== Provided material ==
.....

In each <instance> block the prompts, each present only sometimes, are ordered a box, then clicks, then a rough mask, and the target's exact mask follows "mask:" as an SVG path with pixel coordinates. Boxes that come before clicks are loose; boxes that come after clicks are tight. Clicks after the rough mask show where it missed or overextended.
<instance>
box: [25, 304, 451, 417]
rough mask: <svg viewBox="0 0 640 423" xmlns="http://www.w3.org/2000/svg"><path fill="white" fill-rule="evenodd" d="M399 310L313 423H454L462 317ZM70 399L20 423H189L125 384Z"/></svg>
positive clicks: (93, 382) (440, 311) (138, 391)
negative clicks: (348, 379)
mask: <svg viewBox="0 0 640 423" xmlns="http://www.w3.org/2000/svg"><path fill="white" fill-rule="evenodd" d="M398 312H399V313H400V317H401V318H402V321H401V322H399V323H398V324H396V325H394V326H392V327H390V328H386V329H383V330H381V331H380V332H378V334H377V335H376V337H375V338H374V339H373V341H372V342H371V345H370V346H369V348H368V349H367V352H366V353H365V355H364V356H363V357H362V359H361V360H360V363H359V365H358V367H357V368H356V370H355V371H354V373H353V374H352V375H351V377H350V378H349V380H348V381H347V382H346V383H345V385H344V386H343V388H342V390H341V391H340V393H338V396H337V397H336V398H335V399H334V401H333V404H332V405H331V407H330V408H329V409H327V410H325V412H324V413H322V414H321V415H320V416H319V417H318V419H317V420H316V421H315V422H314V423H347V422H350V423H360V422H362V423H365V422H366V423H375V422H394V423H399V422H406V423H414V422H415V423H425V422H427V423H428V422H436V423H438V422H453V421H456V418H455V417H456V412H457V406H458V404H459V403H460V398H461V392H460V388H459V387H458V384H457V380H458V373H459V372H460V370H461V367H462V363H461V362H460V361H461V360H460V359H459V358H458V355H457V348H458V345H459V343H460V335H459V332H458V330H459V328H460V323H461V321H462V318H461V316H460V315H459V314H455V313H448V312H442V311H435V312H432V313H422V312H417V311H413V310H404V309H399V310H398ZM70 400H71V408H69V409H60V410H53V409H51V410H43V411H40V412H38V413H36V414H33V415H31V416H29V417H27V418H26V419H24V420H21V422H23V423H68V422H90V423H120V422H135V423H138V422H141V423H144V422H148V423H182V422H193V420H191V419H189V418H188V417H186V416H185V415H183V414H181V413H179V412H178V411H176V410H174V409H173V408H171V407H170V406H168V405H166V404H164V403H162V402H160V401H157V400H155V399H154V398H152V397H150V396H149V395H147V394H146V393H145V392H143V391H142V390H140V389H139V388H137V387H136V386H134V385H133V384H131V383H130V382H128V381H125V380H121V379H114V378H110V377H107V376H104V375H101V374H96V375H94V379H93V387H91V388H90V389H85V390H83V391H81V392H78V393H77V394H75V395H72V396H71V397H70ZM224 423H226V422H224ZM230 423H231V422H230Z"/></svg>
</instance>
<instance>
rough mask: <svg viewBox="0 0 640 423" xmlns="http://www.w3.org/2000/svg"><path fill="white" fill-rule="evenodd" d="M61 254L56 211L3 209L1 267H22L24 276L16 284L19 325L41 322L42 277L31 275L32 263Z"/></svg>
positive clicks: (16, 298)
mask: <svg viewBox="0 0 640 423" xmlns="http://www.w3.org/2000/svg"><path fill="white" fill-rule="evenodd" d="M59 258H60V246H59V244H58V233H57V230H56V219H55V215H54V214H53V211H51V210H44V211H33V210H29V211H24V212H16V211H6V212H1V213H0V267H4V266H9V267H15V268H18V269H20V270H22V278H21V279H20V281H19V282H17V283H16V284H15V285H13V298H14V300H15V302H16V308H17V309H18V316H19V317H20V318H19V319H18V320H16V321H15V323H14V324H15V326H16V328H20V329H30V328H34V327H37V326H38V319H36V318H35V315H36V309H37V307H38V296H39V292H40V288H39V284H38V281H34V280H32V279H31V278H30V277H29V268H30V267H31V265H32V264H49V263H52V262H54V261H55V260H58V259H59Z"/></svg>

.....

Write the opening line of the data above and every line after it, exactly, stopping once you have written the line with "positive clicks: (93, 382)".

In each <instance> block the prompts, each present only sometimes, are ordered a box, then clicks, then a rough mask, and the target's exact mask follows "mask:" as an SVG path with pixel coordinates. Boxes that come before clicks are loose; boxes that come after clicks are tight. Clicks after the rough mask show where it missed or overextended.
<instance>
box: [25, 304, 451, 417]
rough mask: <svg viewBox="0 0 640 423" xmlns="http://www.w3.org/2000/svg"><path fill="white" fill-rule="evenodd" d="M399 310L313 423H454L462 317ZM70 399L20 423H189L125 384Z"/></svg>
positive clicks: (93, 382) (440, 311) (138, 391)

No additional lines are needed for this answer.